### Entries shown
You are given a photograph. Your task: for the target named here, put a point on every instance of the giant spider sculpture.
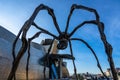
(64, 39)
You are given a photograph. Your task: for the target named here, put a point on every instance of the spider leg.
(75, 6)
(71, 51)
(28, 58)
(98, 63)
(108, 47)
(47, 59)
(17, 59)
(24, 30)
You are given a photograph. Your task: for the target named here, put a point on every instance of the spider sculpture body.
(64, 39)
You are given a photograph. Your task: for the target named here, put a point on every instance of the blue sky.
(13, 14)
--
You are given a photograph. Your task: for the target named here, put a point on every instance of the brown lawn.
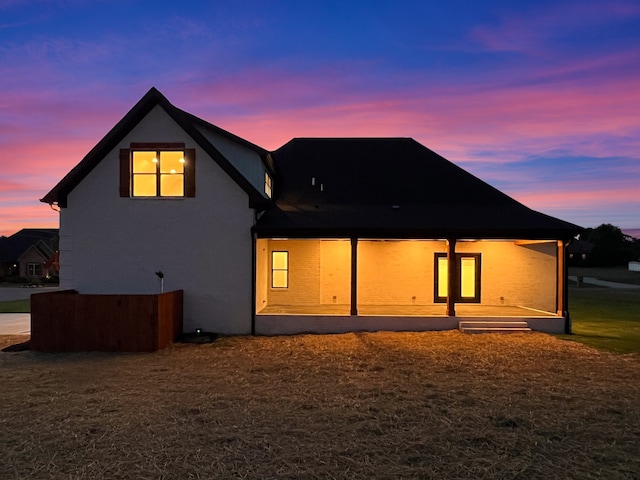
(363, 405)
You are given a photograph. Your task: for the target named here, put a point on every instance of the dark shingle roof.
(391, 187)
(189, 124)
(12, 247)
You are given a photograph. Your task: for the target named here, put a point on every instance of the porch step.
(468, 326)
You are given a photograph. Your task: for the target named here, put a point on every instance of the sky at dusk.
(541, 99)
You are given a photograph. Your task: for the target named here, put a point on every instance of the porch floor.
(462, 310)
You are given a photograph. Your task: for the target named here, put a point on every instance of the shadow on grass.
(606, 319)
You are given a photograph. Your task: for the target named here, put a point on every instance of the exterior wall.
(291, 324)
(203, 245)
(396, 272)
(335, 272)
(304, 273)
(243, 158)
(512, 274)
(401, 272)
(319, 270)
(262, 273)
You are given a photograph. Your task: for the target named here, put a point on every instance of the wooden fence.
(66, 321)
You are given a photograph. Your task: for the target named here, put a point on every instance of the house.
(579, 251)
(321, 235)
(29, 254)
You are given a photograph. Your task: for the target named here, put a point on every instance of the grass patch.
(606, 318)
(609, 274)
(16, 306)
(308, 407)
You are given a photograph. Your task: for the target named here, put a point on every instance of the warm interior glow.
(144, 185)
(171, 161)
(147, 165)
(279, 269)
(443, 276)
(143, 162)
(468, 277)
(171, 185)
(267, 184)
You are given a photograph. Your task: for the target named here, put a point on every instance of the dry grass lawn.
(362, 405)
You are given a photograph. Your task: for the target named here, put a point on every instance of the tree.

### Description of the task
Write out verbatim the rows from the line containing "warm interior glow." through the line containing "of the tree.", including both of those lines.

### Result of the task
You are given a photograph. Your task: for the target named here, put a point on every instance of the warm interior glow.
(144, 185)
(171, 161)
(147, 165)
(279, 269)
(443, 276)
(143, 162)
(468, 277)
(171, 185)
(267, 184)
You are given a photograph. Your task: for the target named here, put a point on every instance of the dry grass lawn.
(362, 405)
You are given a photograph. Your task: for the target named here, put a point on every instance of the tree.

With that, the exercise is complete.